Write out the listing below word for word, from its first line up to and including the line with "[0, 403, 74, 425]". Leave the pictures out.
........
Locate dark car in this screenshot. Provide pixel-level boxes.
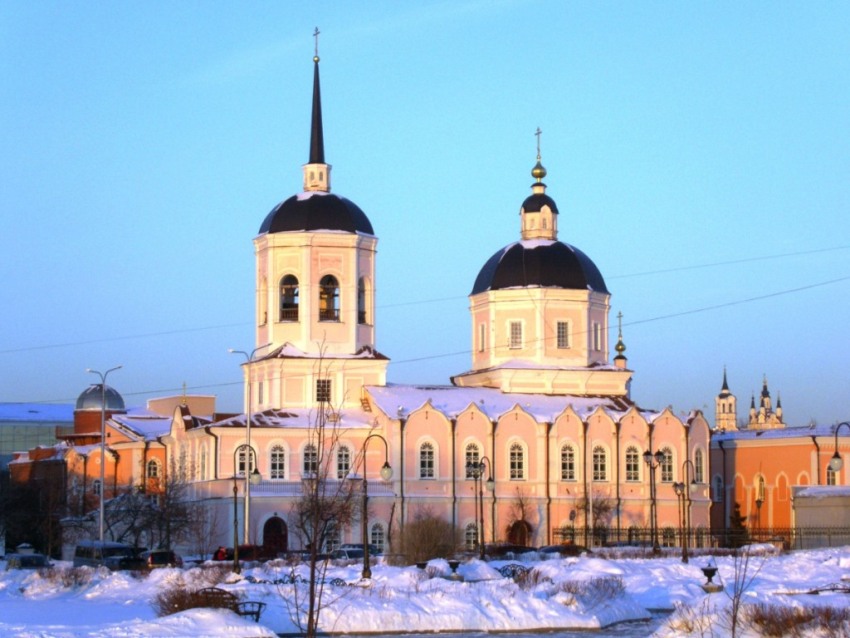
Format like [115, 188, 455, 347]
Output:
[537, 543, 592, 556]
[6, 554, 53, 569]
[141, 549, 183, 569]
[484, 543, 537, 558]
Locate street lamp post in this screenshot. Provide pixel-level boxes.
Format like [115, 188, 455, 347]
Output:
[360, 434, 393, 578]
[227, 343, 271, 550]
[818, 421, 850, 482]
[233, 478, 241, 574]
[643, 450, 664, 552]
[86, 366, 124, 543]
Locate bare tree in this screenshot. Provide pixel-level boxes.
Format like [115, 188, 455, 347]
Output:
[290, 359, 358, 637]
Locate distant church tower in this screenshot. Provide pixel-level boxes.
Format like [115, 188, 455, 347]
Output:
[244, 41, 388, 411]
[452, 129, 632, 397]
[714, 367, 738, 432]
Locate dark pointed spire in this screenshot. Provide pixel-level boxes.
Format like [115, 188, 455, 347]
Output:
[309, 27, 325, 164]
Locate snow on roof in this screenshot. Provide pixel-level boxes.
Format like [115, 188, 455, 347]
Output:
[366, 384, 658, 422]
[210, 408, 375, 428]
[109, 408, 171, 440]
[711, 425, 850, 441]
[794, 485, 850, 499]
[0, 403, 74, 425]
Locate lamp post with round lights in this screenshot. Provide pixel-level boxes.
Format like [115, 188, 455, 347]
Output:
[360, 434, 393, 578]
[86, 366, 124, 543]
[227, 343, 271, 551]
[478, 456, 496, 560]
[829, 421, 850, 482]
[643, 450, 664, 552]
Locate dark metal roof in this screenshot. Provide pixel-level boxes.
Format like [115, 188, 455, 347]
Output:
[522, 193, 558, 215]
[260, 192, 375, 235]
[471, 240, 608, 295]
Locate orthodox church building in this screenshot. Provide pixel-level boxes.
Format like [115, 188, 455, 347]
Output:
[711, 370, 850, 543]
[8, 45, 716, 552]
[161, 47, 709, 551]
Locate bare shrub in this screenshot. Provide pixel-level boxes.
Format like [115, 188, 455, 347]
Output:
[515, 569, 552, 591]
[743, 603, 850, 638]
[392, 508, 461, 564]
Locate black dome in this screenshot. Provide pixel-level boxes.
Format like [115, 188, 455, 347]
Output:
[260, 191, 375, 235]
[471, 241, 608, 295]
[522, 193, 558, 215]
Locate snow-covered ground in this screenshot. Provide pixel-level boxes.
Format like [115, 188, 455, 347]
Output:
[0, 547, 850, 638]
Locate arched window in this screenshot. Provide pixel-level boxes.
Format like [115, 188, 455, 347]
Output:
[369, 523, 387, 554]
[463, 523, 478, 552]
[319, 275, 339, 321]
[419, 442, 435, 479]
[694, 450, 705, 483]
[626, 446, 640, 483]
[302, 443, 319, 476]
[711, 476, 723, 503]
[661, 447, 673, 483]
[280, 275, 298, 321]
[336, 445, 351, 481]
[198, 445, 207, 481]
[593, 445, 608, 481]
[464, 443, 481, 481]
[146, 459, 162, 479]
[357, 277, 370, 325]
[508, 443, 525, 481]
[561, 445, 576, 481]
[269, 445, 286, 479]
[236, 445, 257, 476]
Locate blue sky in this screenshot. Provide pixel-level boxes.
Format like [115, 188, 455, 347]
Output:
[0, 0, 850, 425]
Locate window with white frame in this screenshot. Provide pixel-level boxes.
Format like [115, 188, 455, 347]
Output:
[711, 476, 723, 503]
[626, 446, 640, 483]
[555, 321, 570, 350]
[302, 443, 319, 476]
[508, 443, 525, 481]
[147, 459, 162, 479]
[826, 465, 838, 485]
[561, 444, 576, 481]
[661, 447, 673, 483]
[508, 321, 522, 350]
[694, 450, 705, 483]
[316, 379, 331, 403]
[369, 523, 387, 554]
[419, 441, 435, 479]
[593, 445, 608, 481]
[463, 523, 478, 552]
[236, 445, 257, 476]
[465, 443, 480, 480]
[269, 445, 286, 479]
[336, 445, 351, 481]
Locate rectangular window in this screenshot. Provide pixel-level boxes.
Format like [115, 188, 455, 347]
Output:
[316, 379, 331, 403]
[509, 321, 522, 349]
[557, 321, 570, 350]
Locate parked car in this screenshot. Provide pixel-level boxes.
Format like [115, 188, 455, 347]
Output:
[6, 553, 53, 570]
[74, 541, 144, 570]
[141, 549, 183, 569]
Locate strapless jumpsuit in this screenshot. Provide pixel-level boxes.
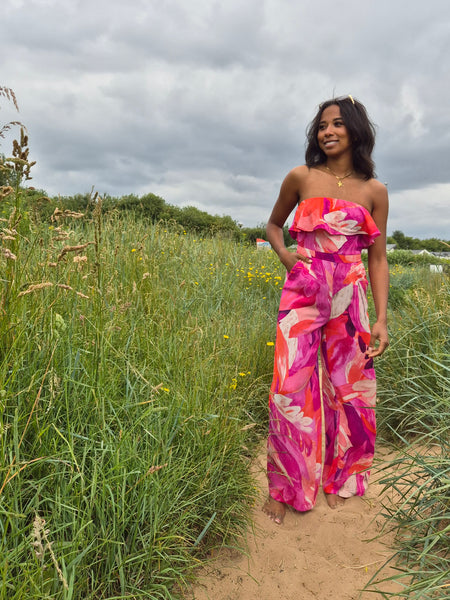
........
Response to this task =>
Locate dark car in this screenshot. Provide pixel-level boxes.
Format like [115, 188, 455, 347]
Output:
[537, 543, 592, 556]
[6, 554, 53, 569]
[141, 549, 183, 569]
[484, 543, 537, 558]
Locate street lamp post in this screenshot. Provide pixel-level boxes.
Format like [115, 188, 455, 347]
Output:
[360, 434, 393, 578]
[227, 343, 271, 550]
[818, 421, 850, 482]
[233, 478, 241, 574]
[643, 450, 664, 552]
[86, 366, 124, 543]
Locate bare tree in this screenshot. Provide pixel-level boxes.
Format like [115, 188, 455, 347]
Output:
[290, 359, 358, 637]
Locate distant church tower in this screenshot. Provide pixel-level boxes.
Format like [115, 188, 455, 347]
Output:
[244, 41, 388, 411]
[452, 129, 632, 397]
[714, 367, 738, 432]
Locate dark pointed spire in this screenshot. Provide pixel-level boxes.
Format like [115, 188, 455, 347]
Output:
[309, 27, 325, 164]
Locate snow on roof in this screenshot. Provide pixel-level boxes.
Format like [115, 188, 455, 347]
Output:
[366, 384, 658, 422]
[210, 408, 375, 428]
[109, 408, 171, 440]
[711, 425, 850, 441]
[794, 485, 850, 499]
[0, 403, 74, 425]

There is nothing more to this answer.